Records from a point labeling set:

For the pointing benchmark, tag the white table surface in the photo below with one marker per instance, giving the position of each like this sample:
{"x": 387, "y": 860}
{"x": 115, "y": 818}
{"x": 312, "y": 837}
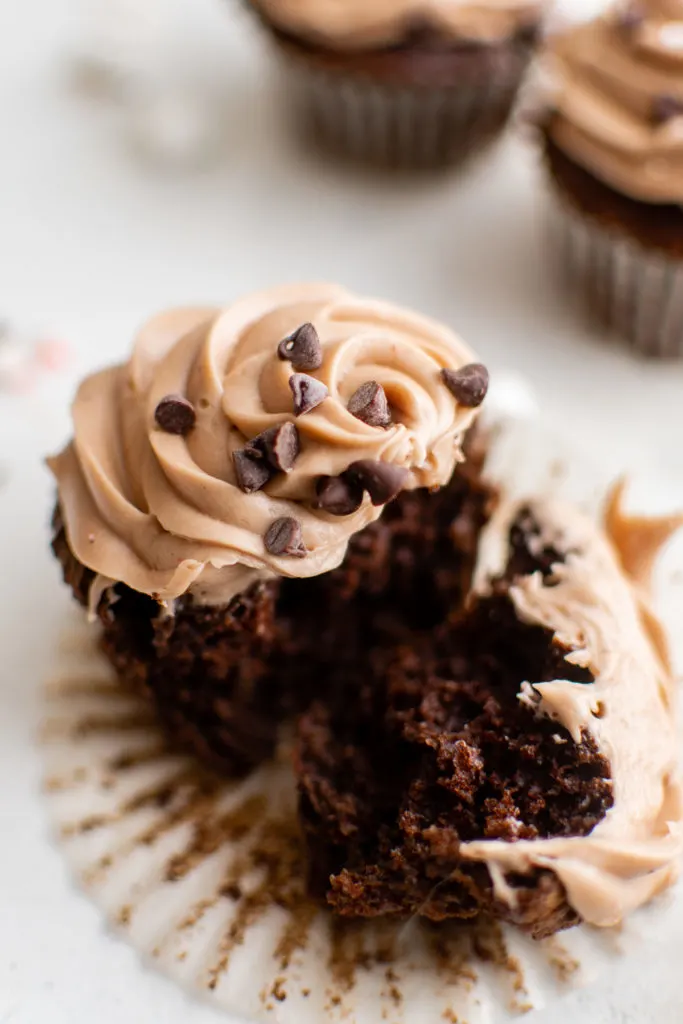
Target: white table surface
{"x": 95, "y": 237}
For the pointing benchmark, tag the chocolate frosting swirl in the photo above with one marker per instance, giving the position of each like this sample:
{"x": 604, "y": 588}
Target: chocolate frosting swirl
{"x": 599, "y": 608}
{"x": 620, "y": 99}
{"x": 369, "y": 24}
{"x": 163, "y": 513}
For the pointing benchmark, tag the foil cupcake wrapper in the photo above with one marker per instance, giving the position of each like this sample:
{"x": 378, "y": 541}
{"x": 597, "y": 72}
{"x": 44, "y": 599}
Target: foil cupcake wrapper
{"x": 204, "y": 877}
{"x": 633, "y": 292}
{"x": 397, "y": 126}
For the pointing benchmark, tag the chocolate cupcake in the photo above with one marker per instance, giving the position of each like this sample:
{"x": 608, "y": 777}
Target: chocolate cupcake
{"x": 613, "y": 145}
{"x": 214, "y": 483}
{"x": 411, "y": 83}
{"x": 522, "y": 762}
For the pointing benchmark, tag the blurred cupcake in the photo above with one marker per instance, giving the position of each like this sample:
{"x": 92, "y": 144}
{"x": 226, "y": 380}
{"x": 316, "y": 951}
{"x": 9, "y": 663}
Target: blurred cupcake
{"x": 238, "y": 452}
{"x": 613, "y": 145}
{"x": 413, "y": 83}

## JOB
Echo the lines above word for word, all of them, but leave the pictures out of your answer.

## RESULT OF THIS EXERCISE
For the pointing benchmark, tag the white table surface in the photo below with one marker per instance, giving the position of each like this sample:
{"x": 387, "y": 860}
{"x": 115, "y": 818}
{"x": 312, "y": 837}
Target: white table surface
{"x": 95, "y": 237}
For the pointing benchmark, tag the chocolate frosting swirl in the photo above with one marker per instance, giving the position of each like this sample:
{"x": 604, "y": 588}
Target: chocolate frosting swirl
{"x": 599, "y": 608}
{"x": 620, "y": 99}
{"x": 369, "y": 24}
{"x": 163, "y": 513}
For the pointing benchmark, tag the foil cupcake wrapper in the photo above with one marker per instance, giving the position of each like this sample:
{"x": 378, "y": 541}
{"x": 597, "y": 72}
{"x": 44, "y": 599}
Target: foil cupcake wrapper
{"x": 204, "y": 877}
{"x": 633, "y": 292}
{"x": 397, "y": 126}
For the pointing benchmark, tag the chocolate cupcake in the photo above with one marker per instance, giving the position of each like this sample:
{"x": 608, "y": 777}
Target: chocolate cupcake
{"x": 613, "y": 145}
{"x": 214, "y": 483}
{"x": 411, "y": 83}
{"x": 522, "y": 762}
For the pointing benchmark, tag the blurred cupcake in the photo above with one marker per instance, giving the position of each like this sample:
{"x": 92, "y": 144}
{"x": 226, "y": 380}
{"x": 316, "y": 951}
{"x": 9, "y": 663}
Target: blurred cupcake
{"x": 238, "y": 452}
{"x": 613, "y": 145}
{"x": 413, "y": 83}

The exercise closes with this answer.